**Task:**
Return each line of the data below verbatim; pictures are to be left out.

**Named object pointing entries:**
********************

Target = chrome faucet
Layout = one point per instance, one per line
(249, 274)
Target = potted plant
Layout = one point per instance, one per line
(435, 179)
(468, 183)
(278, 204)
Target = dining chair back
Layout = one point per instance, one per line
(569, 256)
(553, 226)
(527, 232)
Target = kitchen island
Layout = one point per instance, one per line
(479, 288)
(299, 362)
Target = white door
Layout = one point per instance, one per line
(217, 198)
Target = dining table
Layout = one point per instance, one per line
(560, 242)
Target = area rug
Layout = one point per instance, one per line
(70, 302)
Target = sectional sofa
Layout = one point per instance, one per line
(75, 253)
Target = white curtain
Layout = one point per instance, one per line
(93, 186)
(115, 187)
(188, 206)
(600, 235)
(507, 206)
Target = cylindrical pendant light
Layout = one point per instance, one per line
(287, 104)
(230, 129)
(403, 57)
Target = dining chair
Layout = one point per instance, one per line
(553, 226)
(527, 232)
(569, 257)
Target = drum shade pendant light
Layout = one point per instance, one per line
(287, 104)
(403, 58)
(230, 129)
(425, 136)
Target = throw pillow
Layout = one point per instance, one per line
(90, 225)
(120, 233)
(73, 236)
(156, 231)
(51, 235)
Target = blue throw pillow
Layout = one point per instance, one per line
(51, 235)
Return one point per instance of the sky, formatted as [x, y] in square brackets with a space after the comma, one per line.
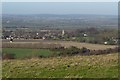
[102, 8]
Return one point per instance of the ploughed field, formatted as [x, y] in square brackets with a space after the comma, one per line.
[53, 43]
[93, 66]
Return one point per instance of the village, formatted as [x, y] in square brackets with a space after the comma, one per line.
[90, 35]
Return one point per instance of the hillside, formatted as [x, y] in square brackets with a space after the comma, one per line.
[94, 66]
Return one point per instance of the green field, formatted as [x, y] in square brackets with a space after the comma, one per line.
[22, 53]
[94, 66]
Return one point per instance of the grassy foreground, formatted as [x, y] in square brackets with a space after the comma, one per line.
[94, 66]
[22, 53]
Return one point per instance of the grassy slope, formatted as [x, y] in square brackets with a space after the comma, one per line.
[95, 66]
[21, 53]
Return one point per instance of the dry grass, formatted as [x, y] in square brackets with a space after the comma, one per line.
[94, 66]
[66, 44]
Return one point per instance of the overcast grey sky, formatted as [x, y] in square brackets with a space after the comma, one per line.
[107, 8]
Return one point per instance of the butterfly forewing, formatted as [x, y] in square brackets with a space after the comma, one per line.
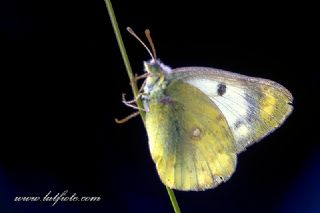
[190, 140]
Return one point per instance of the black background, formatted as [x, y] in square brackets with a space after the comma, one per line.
[62, 78]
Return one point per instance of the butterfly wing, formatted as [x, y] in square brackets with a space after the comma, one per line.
[189, 139]
[253, 107]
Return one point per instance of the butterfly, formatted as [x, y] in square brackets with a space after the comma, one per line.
[198, 119]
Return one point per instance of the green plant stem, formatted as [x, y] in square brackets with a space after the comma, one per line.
[133, 83]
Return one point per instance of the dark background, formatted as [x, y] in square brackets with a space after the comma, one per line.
[62, 78]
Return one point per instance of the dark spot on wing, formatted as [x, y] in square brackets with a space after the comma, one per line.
[166, 100]
[221, 89]
[196, 133]
[238, 124]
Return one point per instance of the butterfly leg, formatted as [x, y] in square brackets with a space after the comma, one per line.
[129, 103]
[123, 120]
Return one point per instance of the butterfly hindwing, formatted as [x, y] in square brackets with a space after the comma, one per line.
[253, 107]
[189, 138]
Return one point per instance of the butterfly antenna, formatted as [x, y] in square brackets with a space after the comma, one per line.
[147, 32]
[145, 46]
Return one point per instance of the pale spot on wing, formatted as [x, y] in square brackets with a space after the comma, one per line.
[232, 103]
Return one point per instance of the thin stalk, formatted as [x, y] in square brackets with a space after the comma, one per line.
[133, 83]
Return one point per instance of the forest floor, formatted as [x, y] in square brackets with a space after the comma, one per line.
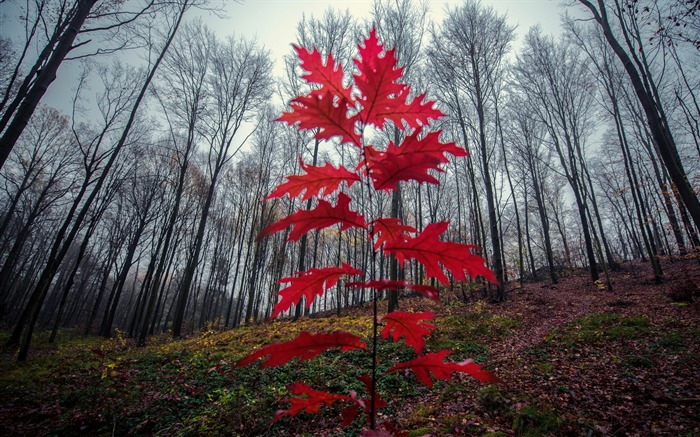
[574, 359]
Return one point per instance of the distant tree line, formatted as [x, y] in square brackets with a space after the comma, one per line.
[140, 209]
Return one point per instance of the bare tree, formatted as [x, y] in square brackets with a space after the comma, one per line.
[240, 83]
[633, 56]
[470, 50]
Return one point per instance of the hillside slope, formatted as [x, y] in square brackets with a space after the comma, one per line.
[574, 359]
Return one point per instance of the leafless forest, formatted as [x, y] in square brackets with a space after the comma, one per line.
[139, 208]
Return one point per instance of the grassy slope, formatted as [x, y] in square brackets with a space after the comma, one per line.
[575, 360]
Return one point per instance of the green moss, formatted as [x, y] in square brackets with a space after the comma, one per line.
[419, 432]
[594, 328]
[535, 421]
[493, 401]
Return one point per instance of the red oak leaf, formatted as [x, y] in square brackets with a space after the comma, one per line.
[304, 347]
[312, 402]
[416, 114]
[329, 75]
[377, 80]
[309, 284]
[322, 113]
[427, 249]
[399, 324]
[433, 363]
[390, 229]
[322, 216]
[384, 284]
[412, 160]
[324, 179]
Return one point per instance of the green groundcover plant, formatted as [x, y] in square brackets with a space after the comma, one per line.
[333, 110]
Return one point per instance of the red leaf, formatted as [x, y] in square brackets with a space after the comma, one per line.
[375, 433]
[409, 325]
[313, 401]
[367, 402]
[323, 216]
[412, 160]
[309, 284]
[330, 76]
[384, 284]
[416, 114]
[377, 80]
[433, 363]
[383, 97]
[304, 347]
[320, 112]
[390, 229]
[317, 179]
[431, 252]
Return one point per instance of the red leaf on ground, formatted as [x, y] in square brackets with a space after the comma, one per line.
[433, 364]
[312, 402]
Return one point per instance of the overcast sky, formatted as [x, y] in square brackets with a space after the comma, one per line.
[273, 23]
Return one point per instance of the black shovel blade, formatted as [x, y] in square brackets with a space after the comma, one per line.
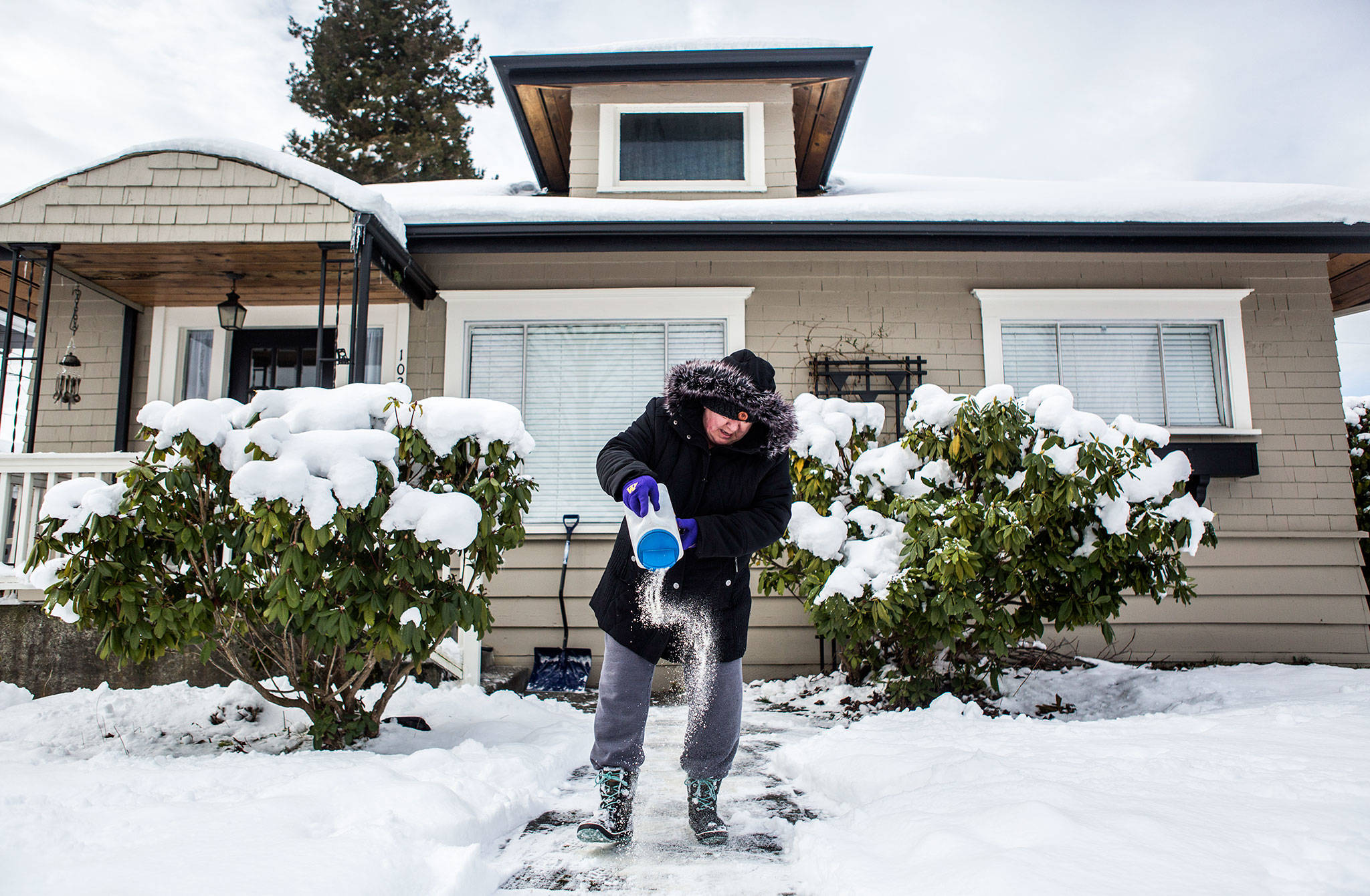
[559, 670]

********************

**Response:**
Target = chrome faucet
Layout = one point per instance, one per line
(249, 274)
Target = potted plant
Layout = one point per instance, one per line
(435, 179)
(468, 183)
(278, 204)
Target = dining chair back
Layout = one point per instance, one per line
(569, 256)
(553, 226)
(527, 232)
Target = kitchen island
Layout = one point per instance, one per line
(479, 288)
(299, 362)
Target = white door
Layout = one point per instance, one per line
(217, 198)
Target = dining table
Layout = one point per instance, one per line
(560, 242)
Target = area rug
Layout = one point per instance, one per line
(70, 302)
Target = sectional sofa
Layout = one point per instance, one per line
(75, 253)
Target = white curtain
Layout = one point per instance, one per line
(93, 186)
(115, 187)
(188, 206)
(600, 235)
(507, 206)
Target = cylindrical pendant light
Layout = one point per instance, one per line
(287, 104)
(230, 129)
(403, 57)
Target = dining chair
Layout = one point per instance, one per line
(553, 226)
(527, 232)
(569, 257)
Target = drum shade pendant light
Layout = one point per instance, one per line
(287, 104)
(403, 58)
(230, 129)
(425, 136)
Target = throw pillow
Layout = one point per instance, one per line
(90, 225)
(120, 233)
(73, 236)
(156, 231)
(51, 235)
Target = blue throw pillow
Layout = one point per instance, one per line
(51, 235)
Return one point per instance of the sky, formatted as [x, y] in square brackets with a space after the comma, one per line.
[102, 8]
Return one point per instance of the ploughed field, formatted as [x, y] in square brackets with a space after the comma, one per line.
[53, 43]
[93, 66]
Return one point per instance of the village, formatted as [x, y] in square brackets with a space after the comma, one per line.
[90, 35]
Return one point per instance of the hillside, formatted as [x, y] in square brackets with a space after the comma, one per line.
[94, 66]
Return one point per instance of the green field, formatted as [x, y] in square brackets with a space after the comma, one per line.
[22, 53]
[94, 66]
Return one point per instance of the grassy foreground, formatted as [x, y] in square brackets with a space after the comma, one per line.
[94, 66]
[22, 53]
Return one point per instance of the grassy slope, formatted as [x, y] in square brackets with a space after the comma, one per line.
[95, 66]
[21, 53]
Return one point per instance of the dry grass, formatted as [x, y] in square brackets with a space after the comma, one per line.
[94, 66]
[66, 44]
Return one point per instance of the overcast grey sky, formatted as [x, y] in square brackets with a space after the comma, one per line.
[107, 8]
Return one point per instance of the butterfly forewing, formatted as [x, y] in square brackets with a space after the comma, one per line.
[190, 140]
Return one point per instance of the black background, formatted as [x, y] in square brackets with a space after the comma, one per line.
[62, 78]
Return one point per instance of the butterfly wing, formatted as [x, y] in square brackets with a space after the comma, one per line.
[189, 139]
[253, 107]
Return one point per instance of the butterfly, formatted as [x, y] in square brackets with a space after the comma, one per line.
[198, 119]
Return one point per instance of the green plant stem, formatted as [x, y] in square brackets with a space after the comma, one per line.
[133, 83]
Return one point per instance of the dark background, formatted as [x, y] in square brackets with a space after the comma, one per line.
[62, 78]
Return one point per instance of the dark spot on wing, formatted as [x, y] in square brackets with a space after the comma, one per line.
[166, 100]
[221, 89]
[196, 133]
[238, 124]
Return one point per instance of the butterfly leg, formatted as [x, y] in square brackets with a space after the comma, one per line.
[129, 103]
[123, 120]
Return one point per instance of the butterfly hindwing, formatted as [x, y] in square brackets with a space after the comma, one per line.
[253, 107]
[189, 138]
Return one point per instance of the butterfly antenna, formatted as [x, y] in square brackets with a space after the comma, one per line.
[147, 32]
[145, 46]
Return one point per instance of the pale spot on wing, formatted as [x, y] in square brackets with a space after the comma, one per line.
[232, 103]
Return one point per instance of the thin stalk, formatted as [x, y] in square brackets with a space after the comma, one per line.
[133, 83]
Return one point per instance of the forest floor, formatted as [x, y] in square brackets with a space after the comma, one per line.
[574, 359]
Return one point per instance of the distant tree line, formatted as [x, y] in square brackets with a space after the comma, one per line.
[140, 209]
Return one point per instance of the bare tree, formatted as [x, y] in square brackets with a space after the comma, one per line.
[240, 83]
[633, 56]
[470, 50]
Return one point per instance of the hillside slope, formatted as [x, y] in square brackets with a space after the comma, one per line.
[574, 359]
Return one point per instance of the leafless forest, formatted as [x, y] in square brackets with a space after the comma, one per line.
[139, 208]
Return one point per instance of the grassy slope, formatted as [x, y] in square brackets with a space after the comma, one per line.
[575, 360]
Return one point per instance of the green moss, formatted as [x, y] in square brackets with a space after the comma, one per line.
[419, 432]
[594, 328]
[535, 421]
[493, 401]
Return one point per instance of the red oak leaf, formatted as [x, y] in square brackets with a space after the comma, one per line.
[304, 347]
[312, 402]
[416, 114]
[329, 75]
[377, 80]
[309, 284]
[322, 113]
[427, 249]
[399, 324]
[433, 363]
[390, 229]
[322, 216]
[384, 284]
[412, 160]
[324, 179]
Return one point per instance of the green groundcover plant, formatted as [x, y] in square brackets with a space after the comma, one per line.
[333, 110]
Return one point per instance of the red leaf, formatted as [x, y] in square brackets with a space after the comma, one per line.
[375, 433]
[409, 325]
[313, 401]
[367, 402]
[323, 216]
[412, 160]
[309, 284]
[330, 76]
[384, 284]
[416, 114]
[377, 80]
[433, 363]
[383, 97]
[304, 347]
[320, 112]
[390, 229]
[317, 179]
[431, 252]
Return one point per instance of the red leaf on ground, formatted as [x, y] in square brackets with a space after the comma, one per line.
[433, 364]
[312, 402]
Return one point per instance of the overcast sky, formatted as [x, y] in square brackets with a space after the comma, one per line.
[273, 23]
Return one point per instance of the black shovel blade, formatted as [x, y] in square brackets with a space after the comma, one per line.
[559, 670]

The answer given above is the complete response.